◆ **Given exercise**: Copy the line with "Where can you spot the string" and all lines following it through the last line of the entries, exactly as written.

=== Exercise materials ===

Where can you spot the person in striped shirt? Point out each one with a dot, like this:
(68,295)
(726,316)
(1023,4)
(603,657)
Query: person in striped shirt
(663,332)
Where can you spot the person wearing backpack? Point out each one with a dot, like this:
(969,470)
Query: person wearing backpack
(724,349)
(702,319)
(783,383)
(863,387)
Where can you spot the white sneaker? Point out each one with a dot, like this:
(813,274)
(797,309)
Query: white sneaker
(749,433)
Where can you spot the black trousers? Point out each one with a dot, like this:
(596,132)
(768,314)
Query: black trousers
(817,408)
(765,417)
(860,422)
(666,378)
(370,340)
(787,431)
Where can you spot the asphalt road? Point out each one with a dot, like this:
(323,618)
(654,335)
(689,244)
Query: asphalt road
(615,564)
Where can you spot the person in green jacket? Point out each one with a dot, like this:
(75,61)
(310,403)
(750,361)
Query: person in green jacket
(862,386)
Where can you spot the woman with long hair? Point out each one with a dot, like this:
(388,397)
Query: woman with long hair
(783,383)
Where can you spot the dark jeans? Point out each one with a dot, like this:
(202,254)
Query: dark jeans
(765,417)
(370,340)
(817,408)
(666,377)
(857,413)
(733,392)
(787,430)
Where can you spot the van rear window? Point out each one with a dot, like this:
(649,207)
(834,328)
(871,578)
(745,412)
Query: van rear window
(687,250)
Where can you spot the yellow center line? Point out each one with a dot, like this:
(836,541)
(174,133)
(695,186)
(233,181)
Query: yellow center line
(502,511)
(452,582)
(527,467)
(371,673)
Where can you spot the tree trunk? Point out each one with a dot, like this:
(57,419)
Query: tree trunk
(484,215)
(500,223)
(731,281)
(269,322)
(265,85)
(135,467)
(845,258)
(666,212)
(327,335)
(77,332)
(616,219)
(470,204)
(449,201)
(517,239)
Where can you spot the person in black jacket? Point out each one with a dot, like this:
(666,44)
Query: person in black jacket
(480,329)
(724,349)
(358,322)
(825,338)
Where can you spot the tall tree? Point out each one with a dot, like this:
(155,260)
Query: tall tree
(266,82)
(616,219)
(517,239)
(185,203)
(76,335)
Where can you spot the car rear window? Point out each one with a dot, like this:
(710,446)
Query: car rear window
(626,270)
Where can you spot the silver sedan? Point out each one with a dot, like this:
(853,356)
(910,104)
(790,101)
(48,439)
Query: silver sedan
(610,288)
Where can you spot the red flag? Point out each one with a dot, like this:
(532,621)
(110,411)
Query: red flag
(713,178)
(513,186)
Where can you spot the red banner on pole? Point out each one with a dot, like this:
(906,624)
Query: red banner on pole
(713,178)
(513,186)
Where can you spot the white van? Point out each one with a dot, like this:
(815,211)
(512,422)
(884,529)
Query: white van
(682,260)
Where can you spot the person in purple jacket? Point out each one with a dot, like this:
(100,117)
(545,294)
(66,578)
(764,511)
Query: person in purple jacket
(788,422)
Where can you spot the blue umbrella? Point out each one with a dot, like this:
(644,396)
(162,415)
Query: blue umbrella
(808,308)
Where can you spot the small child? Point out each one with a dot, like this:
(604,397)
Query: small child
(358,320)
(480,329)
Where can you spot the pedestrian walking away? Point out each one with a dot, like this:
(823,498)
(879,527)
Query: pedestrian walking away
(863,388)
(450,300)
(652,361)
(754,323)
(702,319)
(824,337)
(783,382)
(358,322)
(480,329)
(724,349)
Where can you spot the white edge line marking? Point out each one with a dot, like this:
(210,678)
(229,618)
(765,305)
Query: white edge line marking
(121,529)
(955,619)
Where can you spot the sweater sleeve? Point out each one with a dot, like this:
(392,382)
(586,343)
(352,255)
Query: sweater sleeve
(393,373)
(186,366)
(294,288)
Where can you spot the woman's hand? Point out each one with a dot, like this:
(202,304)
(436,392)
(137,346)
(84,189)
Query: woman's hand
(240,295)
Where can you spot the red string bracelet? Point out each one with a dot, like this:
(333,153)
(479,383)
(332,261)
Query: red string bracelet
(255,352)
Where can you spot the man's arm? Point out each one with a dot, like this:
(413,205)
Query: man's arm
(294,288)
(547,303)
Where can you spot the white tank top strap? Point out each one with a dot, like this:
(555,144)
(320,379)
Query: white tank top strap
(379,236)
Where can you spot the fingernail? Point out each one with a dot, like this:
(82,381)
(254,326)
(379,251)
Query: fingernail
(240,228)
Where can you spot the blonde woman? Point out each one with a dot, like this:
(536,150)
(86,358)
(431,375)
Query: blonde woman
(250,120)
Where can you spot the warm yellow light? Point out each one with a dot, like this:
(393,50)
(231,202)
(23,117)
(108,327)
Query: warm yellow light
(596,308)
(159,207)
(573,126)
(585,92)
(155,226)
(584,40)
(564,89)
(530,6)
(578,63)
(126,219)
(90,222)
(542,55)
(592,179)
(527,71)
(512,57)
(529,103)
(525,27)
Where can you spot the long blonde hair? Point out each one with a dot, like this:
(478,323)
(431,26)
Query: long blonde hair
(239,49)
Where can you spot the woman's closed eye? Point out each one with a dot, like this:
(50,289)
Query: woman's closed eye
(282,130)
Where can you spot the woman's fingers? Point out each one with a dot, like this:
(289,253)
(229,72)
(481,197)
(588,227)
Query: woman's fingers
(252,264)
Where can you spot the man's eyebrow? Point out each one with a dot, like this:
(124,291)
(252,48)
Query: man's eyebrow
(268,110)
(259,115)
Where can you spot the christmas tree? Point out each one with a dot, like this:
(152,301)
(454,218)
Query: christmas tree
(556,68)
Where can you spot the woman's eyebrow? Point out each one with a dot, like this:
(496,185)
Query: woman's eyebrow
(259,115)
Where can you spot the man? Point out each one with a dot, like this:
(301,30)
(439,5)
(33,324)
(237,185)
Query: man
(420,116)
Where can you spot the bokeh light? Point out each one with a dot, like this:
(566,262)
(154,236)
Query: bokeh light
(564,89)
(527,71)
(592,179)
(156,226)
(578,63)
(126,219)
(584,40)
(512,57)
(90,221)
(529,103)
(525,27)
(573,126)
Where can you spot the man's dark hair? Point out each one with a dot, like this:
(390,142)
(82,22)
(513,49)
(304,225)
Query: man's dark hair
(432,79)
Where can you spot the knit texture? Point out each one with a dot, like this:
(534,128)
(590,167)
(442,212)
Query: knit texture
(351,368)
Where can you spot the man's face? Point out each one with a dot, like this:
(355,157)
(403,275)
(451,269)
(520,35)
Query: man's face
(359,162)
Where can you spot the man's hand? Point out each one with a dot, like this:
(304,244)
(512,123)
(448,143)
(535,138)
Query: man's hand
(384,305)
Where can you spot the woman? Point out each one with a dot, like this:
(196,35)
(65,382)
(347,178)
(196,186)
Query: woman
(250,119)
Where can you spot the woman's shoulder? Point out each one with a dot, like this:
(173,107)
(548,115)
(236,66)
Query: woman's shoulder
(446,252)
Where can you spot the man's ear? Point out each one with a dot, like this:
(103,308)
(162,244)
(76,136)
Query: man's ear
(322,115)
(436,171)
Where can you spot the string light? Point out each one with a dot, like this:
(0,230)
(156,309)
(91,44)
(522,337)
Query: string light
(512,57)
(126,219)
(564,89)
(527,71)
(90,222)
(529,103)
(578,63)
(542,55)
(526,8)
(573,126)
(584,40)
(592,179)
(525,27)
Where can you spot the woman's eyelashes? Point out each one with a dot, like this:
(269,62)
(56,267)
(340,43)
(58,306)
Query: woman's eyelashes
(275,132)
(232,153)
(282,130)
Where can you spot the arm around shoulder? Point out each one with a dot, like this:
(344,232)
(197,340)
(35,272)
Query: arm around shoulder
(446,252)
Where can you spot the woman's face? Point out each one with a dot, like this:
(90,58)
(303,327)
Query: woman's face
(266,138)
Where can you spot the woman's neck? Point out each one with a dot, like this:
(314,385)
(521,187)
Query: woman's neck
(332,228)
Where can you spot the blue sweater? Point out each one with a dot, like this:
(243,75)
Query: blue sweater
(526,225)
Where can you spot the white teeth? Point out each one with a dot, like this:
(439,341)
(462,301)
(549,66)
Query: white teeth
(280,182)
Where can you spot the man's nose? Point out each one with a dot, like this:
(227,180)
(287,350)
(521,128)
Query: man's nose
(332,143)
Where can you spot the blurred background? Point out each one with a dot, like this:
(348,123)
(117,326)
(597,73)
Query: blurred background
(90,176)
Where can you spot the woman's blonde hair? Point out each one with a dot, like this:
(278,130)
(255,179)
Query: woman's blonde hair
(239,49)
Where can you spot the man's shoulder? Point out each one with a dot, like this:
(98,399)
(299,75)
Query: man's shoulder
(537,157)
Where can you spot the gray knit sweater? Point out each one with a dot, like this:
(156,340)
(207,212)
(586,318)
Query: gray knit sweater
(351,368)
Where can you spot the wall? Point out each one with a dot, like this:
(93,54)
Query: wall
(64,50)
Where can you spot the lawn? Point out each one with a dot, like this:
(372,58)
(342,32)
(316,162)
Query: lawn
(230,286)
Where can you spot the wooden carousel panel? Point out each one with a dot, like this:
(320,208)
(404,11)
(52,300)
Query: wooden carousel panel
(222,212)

===

◆ **Finished exercise**:
Where can you spot the string light? Point out each one with a dot, like this:
(0,230)
(156,309)
(91,44)
(522,337)
Query: string light
(512,57)
(126,219)
(564,89)
(527,71)
(90,222)
(529,103)
(578,63)
(542,55)
(526,8)
(573,126)
(584,40)
(592,179)
(525,27)
Where can you spot the woman's eyelashes? Point out each one with a dot, like this:
(269,62)
(56,267)
(340,43)
(58,306)
Query: woman's eyelashes
(275,132)
(232,153)
(282,130)
Where can you spot the arm around shoulder? Point out each one with a dot, like this:
(344,232)
(197,340)
(35,272)
Query: arm around shoulder
(446,252)
Where can you spot the woman's face? Point out each one with a dot, like this:
(90,58)
(303,327)
Query: woman's face
(266,138)
Where can you spot the woman's neck? Point out each one with a dot, like this:
(314,385)
(521,187)
Query: woman's neck
(332,228)
Where can you spot the blue sweater? Point out each one with a dot, like this:
(243,75)
Query: blue sweater
(526,225)
Where can you spot the white teeth? Point out each one with a dot, like this:
(439,341)
(462,301)
(549,66)
Query: white teeth
(280,182)
Where can you spot the man's nose? Point out each one with a dot, like this:
(227,180)
(287,350)
(521,128)
Query: man's nose
(332,143)
Where can you spot the blurred background? Point out each one with a dot, like this:
(348,123)
(117,326)
(597,73)
Query: blurred background
(90,176)
Where can you spot the woman's blonde hair? Point out each one with a dot, like this:
(278,130)
(255,179)
Query: woman's blonde hair
(239,49)
Where can you spot the man's shoulder? Point out each one with a dot, like this:
(98,399)
(299,75)
Query: man's shoulder
(537,157)
Where can you spot the gray knit sweater? Point out each one with a dot, like this:
(156,340)
(207,212)
(586,318)
Query: gray knit sweater
(351,368)
Where can you spot the wall? Point out each one with a dot, like this:
(93,54)
Query: wall
(64,50)
Where can you spot the lawn? Point out each one with a dot, like this:
(372,58)
(342,32)
(316,162)
Query: lawn
(230,286)
Where can you spot the wooden carousel panel? Point out each one with a dot, like this:
(320,208)
(404,11)
(52,300)
Query: wooden carousel panel
(222,212)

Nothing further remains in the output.